▸ EXERCISE: Could you write out, word for word, only the lines from the one containing "the white flower" through the last line of the data below?

***** DATASET

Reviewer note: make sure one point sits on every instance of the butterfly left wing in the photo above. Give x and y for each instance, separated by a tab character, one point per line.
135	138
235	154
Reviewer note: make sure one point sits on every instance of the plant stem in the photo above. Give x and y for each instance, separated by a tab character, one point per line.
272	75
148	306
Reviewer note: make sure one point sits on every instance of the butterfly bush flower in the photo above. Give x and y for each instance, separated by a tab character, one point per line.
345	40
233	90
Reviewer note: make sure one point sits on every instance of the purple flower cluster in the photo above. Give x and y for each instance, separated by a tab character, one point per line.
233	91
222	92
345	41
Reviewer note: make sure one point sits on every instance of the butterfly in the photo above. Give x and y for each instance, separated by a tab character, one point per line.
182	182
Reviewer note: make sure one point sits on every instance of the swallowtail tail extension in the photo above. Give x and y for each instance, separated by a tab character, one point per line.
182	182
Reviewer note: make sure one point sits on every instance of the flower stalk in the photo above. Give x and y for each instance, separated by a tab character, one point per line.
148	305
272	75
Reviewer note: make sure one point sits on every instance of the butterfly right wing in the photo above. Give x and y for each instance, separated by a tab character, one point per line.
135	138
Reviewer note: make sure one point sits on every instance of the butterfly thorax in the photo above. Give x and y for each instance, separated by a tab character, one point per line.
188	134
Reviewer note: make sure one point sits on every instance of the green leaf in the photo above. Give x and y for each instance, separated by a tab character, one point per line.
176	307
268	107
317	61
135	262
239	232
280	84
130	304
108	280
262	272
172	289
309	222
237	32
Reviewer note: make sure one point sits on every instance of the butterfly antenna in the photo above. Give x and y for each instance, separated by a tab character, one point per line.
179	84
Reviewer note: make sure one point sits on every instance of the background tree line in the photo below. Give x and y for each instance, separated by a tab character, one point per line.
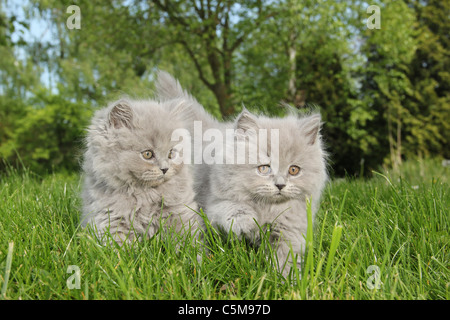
383	93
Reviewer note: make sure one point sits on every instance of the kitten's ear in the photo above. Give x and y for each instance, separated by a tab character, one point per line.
121	115
246	121
312	128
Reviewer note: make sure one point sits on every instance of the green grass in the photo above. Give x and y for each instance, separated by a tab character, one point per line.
398	223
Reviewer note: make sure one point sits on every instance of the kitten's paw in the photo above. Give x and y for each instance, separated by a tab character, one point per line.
242	224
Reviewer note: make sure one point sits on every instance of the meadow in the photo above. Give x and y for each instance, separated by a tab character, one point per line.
385	237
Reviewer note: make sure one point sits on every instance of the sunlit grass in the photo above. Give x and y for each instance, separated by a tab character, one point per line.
398	223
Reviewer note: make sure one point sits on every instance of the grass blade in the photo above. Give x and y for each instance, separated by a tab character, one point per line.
7	270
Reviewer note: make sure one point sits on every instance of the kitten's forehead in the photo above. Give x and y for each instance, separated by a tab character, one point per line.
288	140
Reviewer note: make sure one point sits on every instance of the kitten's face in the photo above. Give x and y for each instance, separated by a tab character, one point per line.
141	143
290	169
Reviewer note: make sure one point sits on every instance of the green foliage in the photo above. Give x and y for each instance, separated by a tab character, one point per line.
383	93
48	135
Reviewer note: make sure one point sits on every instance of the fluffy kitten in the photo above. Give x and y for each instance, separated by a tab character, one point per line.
132	183
272	192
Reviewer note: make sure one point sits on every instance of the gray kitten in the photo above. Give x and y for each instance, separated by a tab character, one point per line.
132	181
271	192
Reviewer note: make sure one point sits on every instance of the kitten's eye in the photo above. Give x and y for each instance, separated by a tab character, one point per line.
294	170
148	154
264	169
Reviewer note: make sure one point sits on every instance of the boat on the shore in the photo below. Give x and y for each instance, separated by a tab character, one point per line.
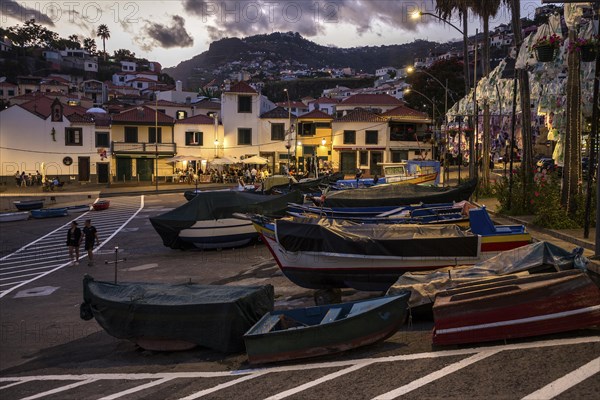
168	317
49	212
28	205
323	254
396	195
100	205
502	308
14	216
208	222
284	335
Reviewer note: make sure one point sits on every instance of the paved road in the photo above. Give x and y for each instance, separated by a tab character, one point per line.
47	351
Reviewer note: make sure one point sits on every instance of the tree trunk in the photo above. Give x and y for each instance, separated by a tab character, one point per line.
572	166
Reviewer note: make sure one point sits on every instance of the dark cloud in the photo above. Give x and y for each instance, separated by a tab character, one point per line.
46	14
308	17
165	36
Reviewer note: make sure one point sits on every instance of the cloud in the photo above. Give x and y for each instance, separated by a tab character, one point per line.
47	15
165	36
308	17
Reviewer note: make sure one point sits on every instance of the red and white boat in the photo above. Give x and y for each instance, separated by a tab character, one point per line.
507	308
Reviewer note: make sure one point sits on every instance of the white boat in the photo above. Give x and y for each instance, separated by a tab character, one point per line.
16	216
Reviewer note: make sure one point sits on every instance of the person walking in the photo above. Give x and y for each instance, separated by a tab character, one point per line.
91	236
73	242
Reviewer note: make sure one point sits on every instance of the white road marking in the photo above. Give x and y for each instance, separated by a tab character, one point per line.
560	385
316	382
436	375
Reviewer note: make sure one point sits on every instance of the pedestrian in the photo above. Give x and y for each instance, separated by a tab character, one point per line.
91	236
73	242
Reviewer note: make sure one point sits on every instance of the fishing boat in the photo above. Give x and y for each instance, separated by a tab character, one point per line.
284	335
165	317
395	195
14	216
405	172
503	308
99	205
28	205
78	209
208	222
323	254
49	212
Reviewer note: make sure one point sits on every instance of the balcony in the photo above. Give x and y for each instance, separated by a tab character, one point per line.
144	148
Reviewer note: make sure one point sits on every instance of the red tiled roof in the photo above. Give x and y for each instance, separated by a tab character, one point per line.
371	100
361	115
197	119
241	87
316	114
405	113
142	115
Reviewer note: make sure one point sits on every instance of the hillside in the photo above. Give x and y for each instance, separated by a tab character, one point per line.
264	56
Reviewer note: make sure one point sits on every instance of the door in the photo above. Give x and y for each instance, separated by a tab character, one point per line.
123	169
102	172
374	168
145	168
348	162
84	169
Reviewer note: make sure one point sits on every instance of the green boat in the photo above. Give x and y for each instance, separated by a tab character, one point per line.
285	335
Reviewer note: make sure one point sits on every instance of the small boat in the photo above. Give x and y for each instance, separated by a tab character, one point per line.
99	205
28	205
165	317
315	331
504	308
49	212
78	209
14	216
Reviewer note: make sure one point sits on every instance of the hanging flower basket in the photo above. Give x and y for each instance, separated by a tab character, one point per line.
545	53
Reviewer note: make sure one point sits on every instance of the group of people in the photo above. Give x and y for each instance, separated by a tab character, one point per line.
89	236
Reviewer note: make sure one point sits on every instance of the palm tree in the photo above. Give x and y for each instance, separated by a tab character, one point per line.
486	9
104	34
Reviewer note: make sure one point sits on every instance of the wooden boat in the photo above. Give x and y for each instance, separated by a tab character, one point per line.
28	205
78	209
513	308
315	331
49	212
396	195
207	221
322	254
159	316
99	205
14	216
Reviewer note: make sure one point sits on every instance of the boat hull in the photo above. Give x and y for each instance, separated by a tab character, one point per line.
381	319
521	307
220	233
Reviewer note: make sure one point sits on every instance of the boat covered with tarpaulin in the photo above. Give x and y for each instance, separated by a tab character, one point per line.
207	220
160	316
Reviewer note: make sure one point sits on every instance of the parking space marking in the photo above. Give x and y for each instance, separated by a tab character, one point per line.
566	382
427	379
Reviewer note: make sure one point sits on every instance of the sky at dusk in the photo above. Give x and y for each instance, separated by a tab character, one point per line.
172	31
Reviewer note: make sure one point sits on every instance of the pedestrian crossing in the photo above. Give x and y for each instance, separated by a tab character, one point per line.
49	253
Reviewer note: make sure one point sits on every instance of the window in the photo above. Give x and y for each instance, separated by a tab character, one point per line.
102	139
349	137
244	104
371	137
131	134
277	131
194	139
152	135
244	136
363	158
73	137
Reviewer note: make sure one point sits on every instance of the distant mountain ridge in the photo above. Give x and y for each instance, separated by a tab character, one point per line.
271	53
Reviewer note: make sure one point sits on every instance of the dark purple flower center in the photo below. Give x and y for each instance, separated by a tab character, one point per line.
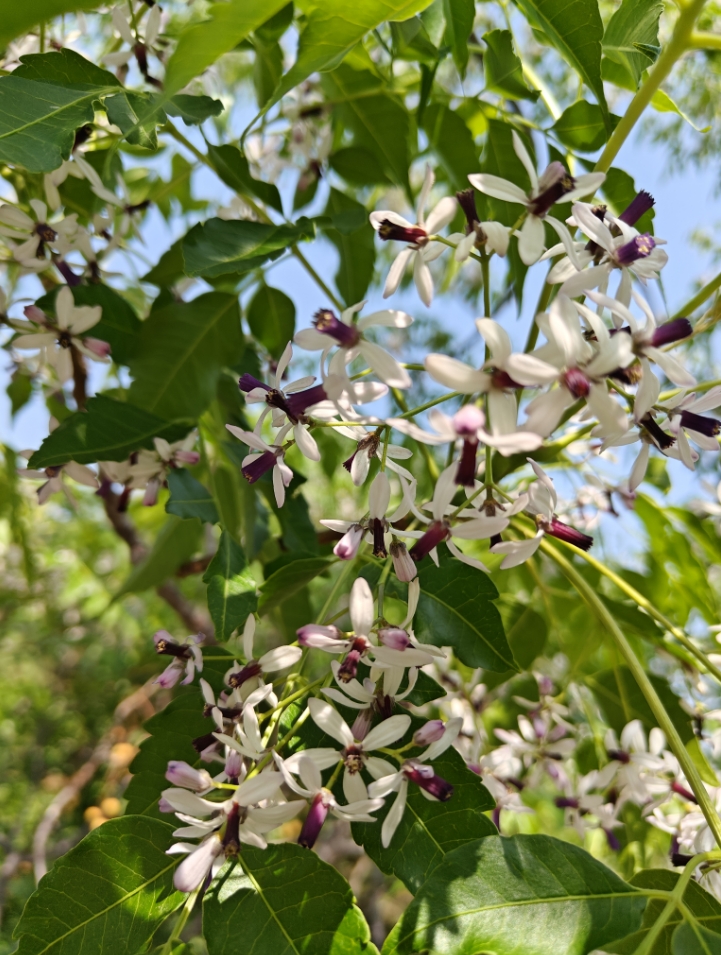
437	532
391	230
640	247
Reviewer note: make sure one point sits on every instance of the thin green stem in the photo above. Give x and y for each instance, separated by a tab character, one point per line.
646	605
700	297
679	44
639	674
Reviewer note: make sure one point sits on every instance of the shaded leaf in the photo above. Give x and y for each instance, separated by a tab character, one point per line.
502	68
107	895
189	498
575	28
283	900
430	830
193	110
220	246
488	894
356	248
288	580
232	167
38	121
455	610
176	543
108	430
271	318
184	345
231	587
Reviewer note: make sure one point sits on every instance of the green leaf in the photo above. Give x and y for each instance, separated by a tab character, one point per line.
267	70
107	895
575	28
38	121
271	318
490	894
459	26
19	18
455	610
379	122
619	191
289	580
358	166
330	33
231	587
193	110
430	830
451	140
232	167
108	430
200	44
634	22
356	248
184	345
502	68
189	498
695	940
220	246
135	115
621	700
176	542
119	326
65	68
283	900
702	905
582	126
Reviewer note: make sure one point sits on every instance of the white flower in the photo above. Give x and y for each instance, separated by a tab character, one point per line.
500	375
390	225
355	754
348	336
57	341
270	457
630	252
554	185
414	770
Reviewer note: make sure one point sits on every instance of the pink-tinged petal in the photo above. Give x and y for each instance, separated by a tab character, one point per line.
387	732
386	215
531	240
330	721
498	188
497	340
455	374
395	273
384	365
441	215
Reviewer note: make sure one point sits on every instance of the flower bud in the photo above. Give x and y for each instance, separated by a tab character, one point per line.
430	733
182	774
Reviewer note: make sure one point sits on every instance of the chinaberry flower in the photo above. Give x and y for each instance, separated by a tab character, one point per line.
322	801
503	373
420	249
555	184
542	503
355	754
349	338
485	236
416	771
633	254
269	457
187	657
60	342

**********

▸ RESPONSE AREA:
Reviewer note: make sure one point sits on every instance of the white flower in the photo above. Give x and y for each instance, separated by a tab character, one point per line.
500	375
390	225
355	754
348	336
57	341
270	457
630	252
554	185
414	770
Reviewer note: make sure one point sits on every instance of the pink-tinged petal in the photo above. Give x and y for each instance, separated by a tab character, one point per line.
387	732
386	215
531	240
330	721
498	188
497	340
455	374
395	273
384	365
441	215
Reviewer note: make sure one point sits on every instance of the flower bud in the photo above. Give x and y for each instance, separated by a tab character, one point per line.
430	733
182	774
Reviewer note: make sure one point sits on every instance of the chinaberry flower in the photo above. Give x and y for each instance, separated by a tab character, one point per line.
322	801
503	373
420	249
555	184
542	503
355	754
349	338
485	236
416	771
633	254
269	457
187	657
60	342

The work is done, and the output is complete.